Problem details – Quote exactly the lines running from the line with "Query: corrugated roof" to the end of the entries, including both, and nothing else.
───── Data provided ─────
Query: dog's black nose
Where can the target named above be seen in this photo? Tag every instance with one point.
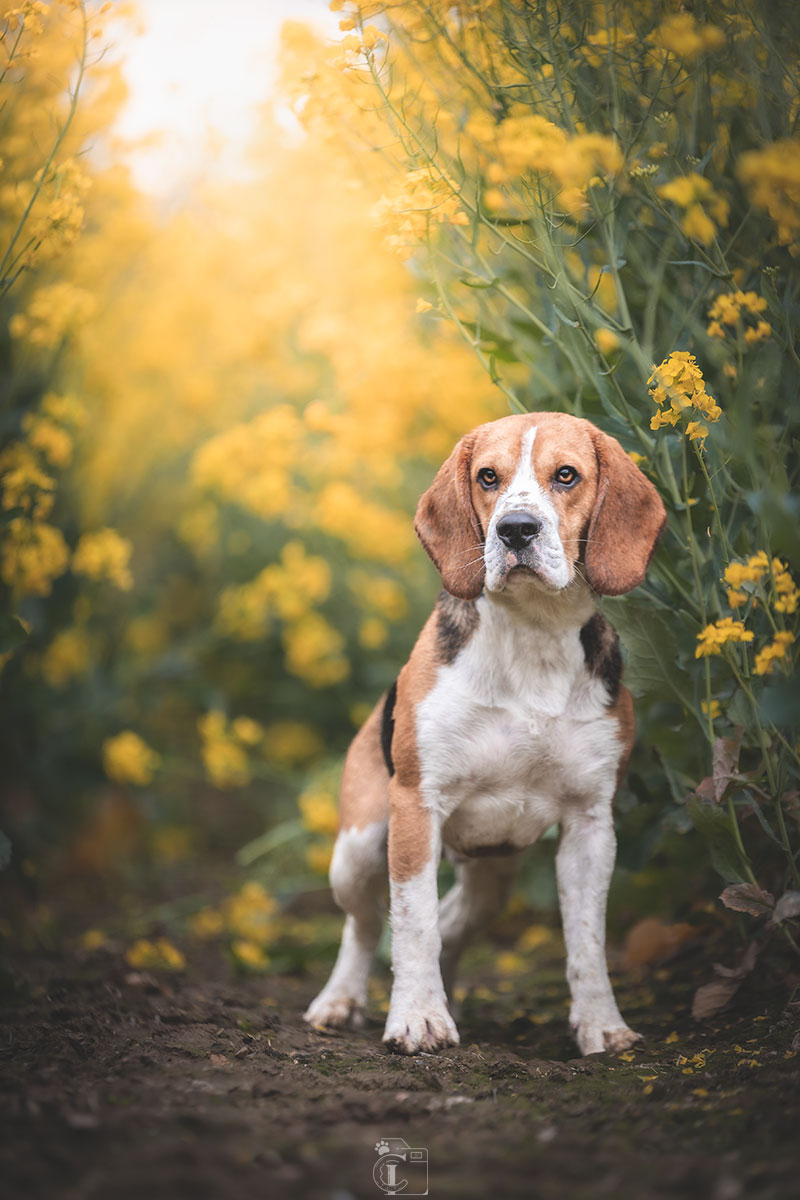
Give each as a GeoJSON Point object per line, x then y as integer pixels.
{"type": "Point", "coordinates": [517, 529]}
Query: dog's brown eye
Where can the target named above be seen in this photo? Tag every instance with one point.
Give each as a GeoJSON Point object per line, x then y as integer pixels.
{"type": "Point", "coordinates": [566, 477]}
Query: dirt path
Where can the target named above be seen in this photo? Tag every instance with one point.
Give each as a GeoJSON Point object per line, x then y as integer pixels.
{"type": "Point", "coordinates": [114, 1084]}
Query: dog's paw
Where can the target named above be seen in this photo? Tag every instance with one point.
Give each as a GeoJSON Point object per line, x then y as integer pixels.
{"type": "Point", "coordinates": [334, 1011]}
{"type": "Point", "coordinates": [425, 1029]}
{"type": "Point", "coordinates": [603, 1037]}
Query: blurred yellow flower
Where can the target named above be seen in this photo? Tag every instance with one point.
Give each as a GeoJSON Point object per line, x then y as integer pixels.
{"type": "Point", "coordinates": [319, 811]}
{"type": "Point", "coordinates": [252, 913]}
{"type": "Point", "coordinates": [34, 555]}
{"type": "Point", "coordinates": [156, 955]}
{"type": "Point", "coordinates": [773, 177]}
{"type": "Point", "coordinates": [66, 657]}
{"type": "Point", "coordinates": [247, 731]}
{"type": "Point", "coordinates": [206, 923]}
{"type": "Point", "coordinates": [250, 954]}
{"type": "Point", "coordinates": [292, 742]}
{"type": "Point", "coordinates": [127, 759]}
{"type": "Point", "coordinates": [104, 555]}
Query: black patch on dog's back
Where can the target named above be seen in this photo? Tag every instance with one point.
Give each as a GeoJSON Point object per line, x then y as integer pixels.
{"type": "Point", "coordinates": [456, 623]}
{"type": "Point", "coordinates": [602, 653]}
{"type": "Point", "coordinates": [388, 726]}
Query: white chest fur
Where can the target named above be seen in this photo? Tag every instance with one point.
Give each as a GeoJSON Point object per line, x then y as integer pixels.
{"type": "Point", "coordinates": [516, 729]}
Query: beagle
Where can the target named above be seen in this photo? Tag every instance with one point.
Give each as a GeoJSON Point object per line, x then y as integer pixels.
{"type": "Point", "coordinates": [509, 717]}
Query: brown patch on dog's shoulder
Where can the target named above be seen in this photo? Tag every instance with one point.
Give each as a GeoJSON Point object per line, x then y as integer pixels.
{"type": "Point", "coordinates": [364, 795]}
{"type": "Point", "coordinates": [409, 828]}
{"type": "Point", "coordinates": [456, 623]}
{"type": "Point", "coordinates": [602, 653]}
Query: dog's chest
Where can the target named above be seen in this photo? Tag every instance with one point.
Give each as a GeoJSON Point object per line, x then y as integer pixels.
{"type": "Point", "coordinates": [513, 730]}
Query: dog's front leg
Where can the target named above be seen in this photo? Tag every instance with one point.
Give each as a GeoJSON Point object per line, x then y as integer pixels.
{"type": "Point", "coordinates": [419, 1018]}
{"type": "Point", "coordinates": [584, 865]}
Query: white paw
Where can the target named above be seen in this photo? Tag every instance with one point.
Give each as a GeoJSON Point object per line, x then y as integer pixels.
{"type": "Point", "coordinates": [335, 1011]}
{"type": "Point", "coordinates": [426, 1027]}
{"type": "Point", "coordinates": [597, 1036]}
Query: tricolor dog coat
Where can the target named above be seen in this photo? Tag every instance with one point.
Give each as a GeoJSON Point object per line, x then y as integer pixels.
{"type": "Point", "coordinates": [509, 718]}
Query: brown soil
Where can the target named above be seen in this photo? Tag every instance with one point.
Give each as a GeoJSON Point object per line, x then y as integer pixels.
{"type": "Point", "coordinates": [118, 1084]}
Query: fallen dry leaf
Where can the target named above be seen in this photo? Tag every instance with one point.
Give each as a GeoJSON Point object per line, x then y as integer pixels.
{"type": "Point", "coordinates": [650, 940]}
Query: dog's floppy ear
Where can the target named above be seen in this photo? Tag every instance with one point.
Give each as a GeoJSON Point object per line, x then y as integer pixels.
{"type": "Point", "coordinates": [626, 521]}
{"type": "Point", "coordinates": [447, 526]}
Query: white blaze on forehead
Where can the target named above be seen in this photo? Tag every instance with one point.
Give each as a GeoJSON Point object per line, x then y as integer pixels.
{"type": "Point", "coordinates": [524, 490]}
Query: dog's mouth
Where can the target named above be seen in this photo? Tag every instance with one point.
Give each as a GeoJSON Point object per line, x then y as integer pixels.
{"type": "Point", "coordinates": [528, 574]}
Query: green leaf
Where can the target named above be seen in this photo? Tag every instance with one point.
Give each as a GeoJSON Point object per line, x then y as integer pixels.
{"type": "Point", "coordinates": [780, 703]}
{"type": "Point", "coordinates": [650, 651]}
{"type": "Point", "coordinates": [715, 825]}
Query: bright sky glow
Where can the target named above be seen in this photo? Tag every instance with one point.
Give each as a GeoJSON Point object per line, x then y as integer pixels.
{"type": "Point", "coordinates": [197, 72]}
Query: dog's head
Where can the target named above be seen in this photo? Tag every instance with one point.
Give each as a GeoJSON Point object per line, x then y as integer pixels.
{"type": "Point", "coordinates": [534, 499]}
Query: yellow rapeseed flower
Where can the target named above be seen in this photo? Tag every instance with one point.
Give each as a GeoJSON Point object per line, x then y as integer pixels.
{"type": "Point", "coordinates": [677, 387]}
{"type": "Point", "coordinates": [773, 653]}
{"type": "Point", "coordinates": [721, 633]}
{"type": "Point", "coordinates": [704, 208]}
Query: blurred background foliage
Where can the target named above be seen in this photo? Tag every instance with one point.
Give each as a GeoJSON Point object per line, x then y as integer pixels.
{"type": "Point", "coordinates": [217, 421]}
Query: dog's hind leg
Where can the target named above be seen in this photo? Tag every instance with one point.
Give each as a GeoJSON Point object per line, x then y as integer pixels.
{"type": "Point", "coordinates": [358, 879]}
{"type": "Point", "coordinates": [480, 893]}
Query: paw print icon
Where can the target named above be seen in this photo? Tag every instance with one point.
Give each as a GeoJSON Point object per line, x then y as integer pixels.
{"type": "Point", "coordinates": [401, 1169]}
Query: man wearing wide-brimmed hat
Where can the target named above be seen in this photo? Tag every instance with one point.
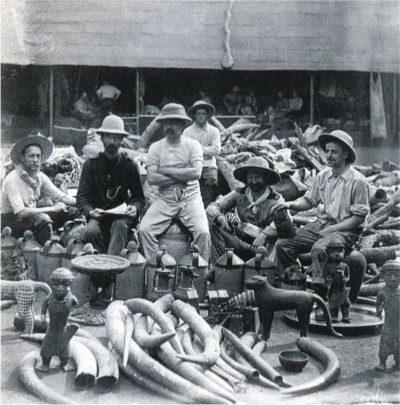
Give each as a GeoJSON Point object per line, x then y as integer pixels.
{"type": "Point", "coordinates": [253, 204]}
{"type": "Point", "coordinates": [344, 195]}
{"type": "Point", "coordinates": [26, 185]}
{"type": "Point", "coordinates": [174, 164]}
{"type": "Point", "coordinates": [109, 180]}
{"type": "Point", "coordinates": [210, 139]}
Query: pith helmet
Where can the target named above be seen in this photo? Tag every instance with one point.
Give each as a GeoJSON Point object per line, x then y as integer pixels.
{"type": "Point", "coordinates": [39, 139]}
{"type": "Point", "coordinates": [201, 104]}
{"type": "Point", "coordinates": [112, 124]}
{"type": "Point", "coordinates": [343, 138]}
{"type": "Point", "coordinates": [173, 111]}
{"type": "Point", "coordinates": [259, 163]}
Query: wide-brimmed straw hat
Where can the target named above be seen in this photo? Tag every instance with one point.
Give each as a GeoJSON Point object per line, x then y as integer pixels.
{"type": "Point", "coordinates": [112, 124]}
{"type": "Point", "coordinates": [259, 163]}
{"type": "Point", "coordinates": [173, 111]}
{"type": "Point", "coordinates": [39, 139]}
{"type": "Point", "coordinates": [341, 137]}
{"type": "Point", "coordinates": [391, 265]}
{"type": "Point", "coordinates": [201, 104]}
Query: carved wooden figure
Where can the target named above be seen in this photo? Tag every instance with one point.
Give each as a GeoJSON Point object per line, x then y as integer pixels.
{"type": "Point", "coordinates": [270, 299]}
{"type": "Point", "coordinates": [59, 304]}
{"type": "Point", "coordinates": [388, 299]}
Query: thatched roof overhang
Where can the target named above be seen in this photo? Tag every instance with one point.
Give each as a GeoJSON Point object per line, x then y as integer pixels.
{"type": "Point", "coordinates": [265, 35]}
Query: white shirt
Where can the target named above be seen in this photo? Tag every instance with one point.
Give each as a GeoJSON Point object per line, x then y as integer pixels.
{"type": "Point", "coordinates": [209, 138]}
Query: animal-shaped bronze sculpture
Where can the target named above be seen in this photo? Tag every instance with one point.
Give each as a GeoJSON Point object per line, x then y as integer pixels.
{"type": "Point", "coordinates": [269, 299]}
{"type": "Point", "coordinates": [23, 292]}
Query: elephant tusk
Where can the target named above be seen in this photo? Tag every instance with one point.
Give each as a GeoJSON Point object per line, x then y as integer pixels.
{"type": "Point", "coordinates": [327, 357]}
{"type": "Point", "coordinates": [129, 326]}
{"type": "Point", "coordinates": [147, 383]}
{"type": "Point", "coordinates": [261, 365]}
{"type": "Point", "coordinates": [107, 367]}
{"type": "Point", "coordinates": [201, 328]}
{"type": "Point", "coordinates": [115, 325]}
{"type": "Point", "coordinates": [86, 365]}
{"type": "Point", "coordinates": [139, 305]}
{"type": "Point", "coordinates": [169, 358]}
{"type": "Point", "coordinates": [251, 373]}
{"type": "Point", "coordinates": [34, 384]}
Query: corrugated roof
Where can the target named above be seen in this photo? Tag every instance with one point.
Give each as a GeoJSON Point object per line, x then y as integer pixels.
{"type": "Point", "coordinates": [265, 35]}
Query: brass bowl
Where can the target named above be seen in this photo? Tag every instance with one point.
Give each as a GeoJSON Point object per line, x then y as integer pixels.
{"type": "Point", "coordinates": [293, 360]}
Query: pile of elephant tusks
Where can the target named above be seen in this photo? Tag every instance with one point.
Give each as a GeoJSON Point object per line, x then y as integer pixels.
{"type": "Point", "coordinates": [166, 347]}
─────
Answer to the task –
Query: corrugated roof
Where can the target named above be seen in this photo? Tag every instance with one point.
Give each as a GeoJSON Point object per line, x then y as integer pixels.
{"type": "Point", "coordinates": [265, 35]}
Query: brass bowl
Where can the target named above be seen in this photo? Tag every instance with one point.
Give each as a GeoJSON Point object per line, x then y as integer pixels.
{"type": "Point", "coordinates": [293, 360]}
Query: pile of elephant tusks
Where can the target named above be seen in this photo? Tag every instance with one point.
Give each as a GeoJSON Point object per line, x then y as integer pixels.
{"type": "Point", "coordinates": [166, 347]}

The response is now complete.